Start of Exercise materials

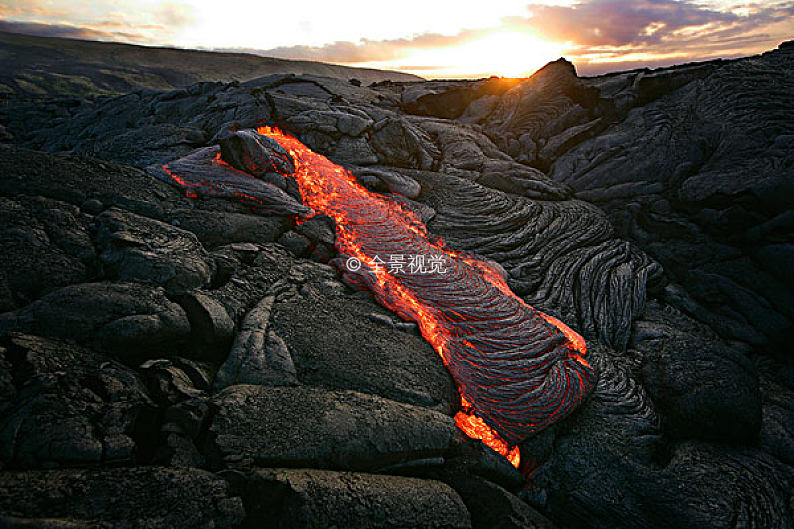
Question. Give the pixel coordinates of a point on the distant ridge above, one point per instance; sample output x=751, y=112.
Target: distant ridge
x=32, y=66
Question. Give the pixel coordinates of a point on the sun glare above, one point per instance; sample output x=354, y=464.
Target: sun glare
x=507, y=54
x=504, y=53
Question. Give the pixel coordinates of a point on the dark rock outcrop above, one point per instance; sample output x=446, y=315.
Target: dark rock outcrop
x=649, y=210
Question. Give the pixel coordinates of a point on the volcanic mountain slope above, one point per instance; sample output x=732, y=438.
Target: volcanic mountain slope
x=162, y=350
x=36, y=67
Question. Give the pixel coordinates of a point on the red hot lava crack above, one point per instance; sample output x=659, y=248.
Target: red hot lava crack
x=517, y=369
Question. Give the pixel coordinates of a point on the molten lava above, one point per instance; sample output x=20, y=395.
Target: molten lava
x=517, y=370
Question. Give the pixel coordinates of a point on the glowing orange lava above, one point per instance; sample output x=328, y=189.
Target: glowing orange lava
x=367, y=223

End of Exercise materials
Start of Exercise materials

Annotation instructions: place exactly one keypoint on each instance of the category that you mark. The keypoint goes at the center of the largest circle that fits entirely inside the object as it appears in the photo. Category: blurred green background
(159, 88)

End of Exercise materials
Start of Exercise materials

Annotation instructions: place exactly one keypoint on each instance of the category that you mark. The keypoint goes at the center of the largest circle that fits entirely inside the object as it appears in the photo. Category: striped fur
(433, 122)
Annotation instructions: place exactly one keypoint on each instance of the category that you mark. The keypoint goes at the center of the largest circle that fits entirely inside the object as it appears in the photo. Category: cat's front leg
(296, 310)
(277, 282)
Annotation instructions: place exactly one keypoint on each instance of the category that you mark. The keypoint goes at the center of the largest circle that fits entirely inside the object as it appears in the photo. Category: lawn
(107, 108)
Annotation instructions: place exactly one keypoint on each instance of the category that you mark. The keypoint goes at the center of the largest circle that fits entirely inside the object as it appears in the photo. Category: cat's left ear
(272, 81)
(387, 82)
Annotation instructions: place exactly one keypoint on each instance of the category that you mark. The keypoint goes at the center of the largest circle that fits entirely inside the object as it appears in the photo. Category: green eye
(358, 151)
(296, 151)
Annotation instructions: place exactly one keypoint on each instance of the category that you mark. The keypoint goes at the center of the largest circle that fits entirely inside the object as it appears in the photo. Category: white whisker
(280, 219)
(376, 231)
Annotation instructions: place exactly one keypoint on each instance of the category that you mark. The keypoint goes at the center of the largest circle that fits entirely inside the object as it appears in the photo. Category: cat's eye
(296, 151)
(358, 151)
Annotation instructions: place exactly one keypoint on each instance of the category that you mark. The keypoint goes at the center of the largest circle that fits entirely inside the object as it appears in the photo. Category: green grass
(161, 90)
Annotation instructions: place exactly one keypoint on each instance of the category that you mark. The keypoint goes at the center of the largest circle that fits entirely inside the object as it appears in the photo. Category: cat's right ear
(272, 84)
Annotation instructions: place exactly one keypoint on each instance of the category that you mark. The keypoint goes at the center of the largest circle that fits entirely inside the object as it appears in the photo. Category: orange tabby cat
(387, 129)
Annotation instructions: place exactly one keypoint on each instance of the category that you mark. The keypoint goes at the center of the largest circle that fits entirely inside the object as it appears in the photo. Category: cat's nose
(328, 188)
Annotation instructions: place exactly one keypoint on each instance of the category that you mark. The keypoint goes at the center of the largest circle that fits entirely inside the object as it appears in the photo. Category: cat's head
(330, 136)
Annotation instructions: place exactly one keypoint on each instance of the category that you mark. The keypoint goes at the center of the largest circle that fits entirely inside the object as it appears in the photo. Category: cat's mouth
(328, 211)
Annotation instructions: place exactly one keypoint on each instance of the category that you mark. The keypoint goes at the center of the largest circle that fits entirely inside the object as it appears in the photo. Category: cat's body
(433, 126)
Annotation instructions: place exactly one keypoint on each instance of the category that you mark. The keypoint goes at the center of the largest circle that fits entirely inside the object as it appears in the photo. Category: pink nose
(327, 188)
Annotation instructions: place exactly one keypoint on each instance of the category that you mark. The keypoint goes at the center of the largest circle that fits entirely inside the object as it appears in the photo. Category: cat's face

End of Exercise materials

— Problem to work on —
Please, from the material above, copy only the lines from the line with "Category: cat's head" up to and including the line with "Category: cat's face", exactly as written.

— Exercise result —
Annotation instructions: place exactly one keypoint on each instance of the category that you mark. The keypoint goes at the center of the largest circle that fits entirely inside the object as it appears in the photo. Category: cat's head
(330, 136)
Annotation instructions: place exactly one keypoint on each instance of the category that you mark. The keypoint goes at the center of the largest circle that fits entirely inside the object as it appears in the photo. Category: cat's mouth
(328, 211)
Annotation instructions: place exactly one keypoint on each instance of the category that you mark. The keypoint goes at the center of the largest circle that fits entirely inside the object as it appears in the photo. Category: cat's body
(433, 126)
Annotation instructions: place exactly one keypoint on each instance of the category that you mark. The keypoint goes at the center of the largest circle that fits entirely inside the object as it appears in the photo. Category: pink nose
(327, 188)
Annotation instructions: place exactly one keypoint on each instance of the category that you mark. The keypoint goes at the center of the largest circle that fits entirely inside the object as it appears in the photo. Category: cat's face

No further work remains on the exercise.